--- WHAT NEEDS TO BE DONE ---
Copy each of the following items verbatim, leaving every word and punctuation mark unchanged.

# # # # # # #

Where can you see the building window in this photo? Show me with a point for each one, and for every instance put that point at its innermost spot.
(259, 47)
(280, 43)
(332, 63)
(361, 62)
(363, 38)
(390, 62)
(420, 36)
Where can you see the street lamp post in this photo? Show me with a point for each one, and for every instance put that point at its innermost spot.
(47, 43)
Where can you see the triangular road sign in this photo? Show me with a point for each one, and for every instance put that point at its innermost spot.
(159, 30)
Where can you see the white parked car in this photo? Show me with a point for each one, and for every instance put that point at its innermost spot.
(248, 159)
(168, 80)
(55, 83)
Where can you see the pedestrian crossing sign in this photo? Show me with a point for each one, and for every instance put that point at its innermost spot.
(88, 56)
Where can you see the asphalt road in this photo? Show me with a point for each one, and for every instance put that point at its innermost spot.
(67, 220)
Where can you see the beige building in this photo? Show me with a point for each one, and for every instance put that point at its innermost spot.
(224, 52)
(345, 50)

# # # # # # #

--- SOLUTION TO THE PROBLEM ---
Where can you see the building window in this photo? Show me with a point for each one, and for every instance put that point at its innermost spot.
(259, 47)
(280, 43)
(332, 63)
(361, 62)
(363, 38)
(390, 62)
(420, 36)
Where can you see the street lamp post in this photo? Show me with a point for each one, and for every instance put that point at its innermost spot.
(47, 43)
Where can you see the triangular road sign in this photo? Show me with a point for each one, and for every instance put that point at its innermost spot.
(159, 30)
Where can you see the white parked car in this photo? Show me with a point for each one, and for every instance put that point at its innermost spot.
(248, 159)
(168, 80)
(55, 83)
Where can you see the pedestrian crossing sign in this photo? Show me with a point for each one, and for every instance put that point at its innermost spot.
(88, 56)
Where can you see the asphalt road in this photo? Show me with a point for each one, and for every instance put that point at its innermost spot.
(67, 220)
Where can you see the beige building in this photo? Show me with a point for each one, and for every instance put that point at its innermost spot.
(224, 52)
(345, 50)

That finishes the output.